# Exercise description:
Repeat all of the material below word for word, leaving out the pictures.

[Pointing material for named objects]

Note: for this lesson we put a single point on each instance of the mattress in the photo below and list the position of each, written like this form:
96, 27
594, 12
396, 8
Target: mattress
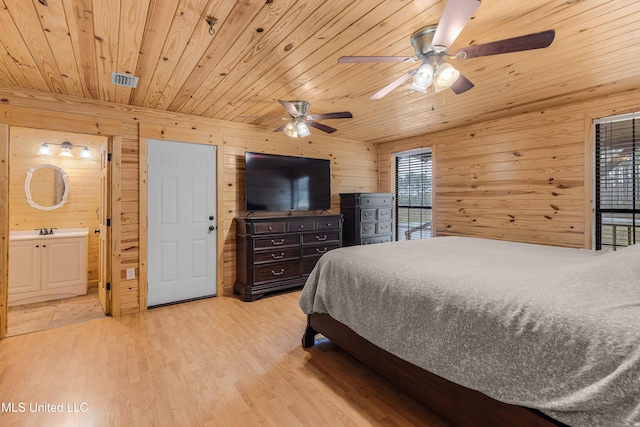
551, 328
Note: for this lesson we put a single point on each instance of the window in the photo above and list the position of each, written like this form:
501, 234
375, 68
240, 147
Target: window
617, 181
413, 195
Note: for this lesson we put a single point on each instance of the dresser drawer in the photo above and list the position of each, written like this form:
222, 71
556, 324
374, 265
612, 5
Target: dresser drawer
318, 250
269, 227
308, 264
376, 239
384, 228
276, 241
384, 214
276, 271
285, 254
367, 228
315, 238
367, 201
368, 214
300, 225
330, 224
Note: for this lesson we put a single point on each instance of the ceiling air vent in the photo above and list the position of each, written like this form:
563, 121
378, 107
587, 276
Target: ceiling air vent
124, 80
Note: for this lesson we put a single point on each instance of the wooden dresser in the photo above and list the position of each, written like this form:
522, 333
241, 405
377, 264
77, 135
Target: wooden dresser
276, 253
367, 218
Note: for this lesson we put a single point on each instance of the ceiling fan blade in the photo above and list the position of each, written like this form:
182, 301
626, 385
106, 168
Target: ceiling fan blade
350, 59
462, 84
337, 115
394, 84
515, 44
291, 109
261, 117
322, 127
455, 16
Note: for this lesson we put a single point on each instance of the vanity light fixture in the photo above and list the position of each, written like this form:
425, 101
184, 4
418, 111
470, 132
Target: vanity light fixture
44, 150
65, 150
85, 153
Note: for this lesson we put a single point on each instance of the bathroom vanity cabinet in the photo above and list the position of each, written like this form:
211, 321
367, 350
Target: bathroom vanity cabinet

# Exercise output:
Note: for this lesson we put a single point on each instance of the mattress in the photo below and list the position of each, written like this form:
96, 27
594, 12
396, 8
Target: mattress
551, 328
Note: for this lesson we put a single point on each instance of the window in the photo above and list the position of each, written like this form:
501, 234
375, 68
240, 147
Target: window
617, 181
413, 195
Note: for this lesson we put a single point on each instance of the dresser drawer in the photo above and list the position of each, written like this form:
222, 71
556, 324
374, 265
612, 5
Target: dresser drawer
318, 250
269, 227
308, 264
376, 239
384, 228
276, 241
384, 214
276, 271
285, 254
367, 228
315, 238
367, 201
368, 214
300, 225
330, 224
Note: for this lesson we put a single point on each instance of the ceiling air vent in the photo above and list the position of each, written like this form:
563, 121
378, 107
587, 276
Target: ceiling air vent
124, 80
Note: for this lesson we put a single point on each instance of the wooden dresser in the photo above and list the position of each, written like this form:
522, 333
241, 405
377, 264
77, 135
Target: wooden dresser
276, 253
367, 218
Note: for this lesson we put a single point on each instance of the ceiling fan blade in the photo above and list the position of each, written like this form:
182, 301
626, 385
106, 168
Target: ceiling fan blade
350, 59
462, 84
337, 115
394, 84
515, 44
291, 109
261, 117
322, 127
455, 16
Note: for this lesson we put a single point on each instance of the vanity light fixture in the photo above and list the position of each, written like this form:
425, 101
184, 4
418, 111
470, 132
Target: vanity light fixture
44, 150
65, 150
85, 153
Note: for this lesson we put a single point on each instance of the bathroom vanity cabinet in the photo above and list the position of each, written like this form:
211, 321
367, 350
Target: bathroom vanity cabinet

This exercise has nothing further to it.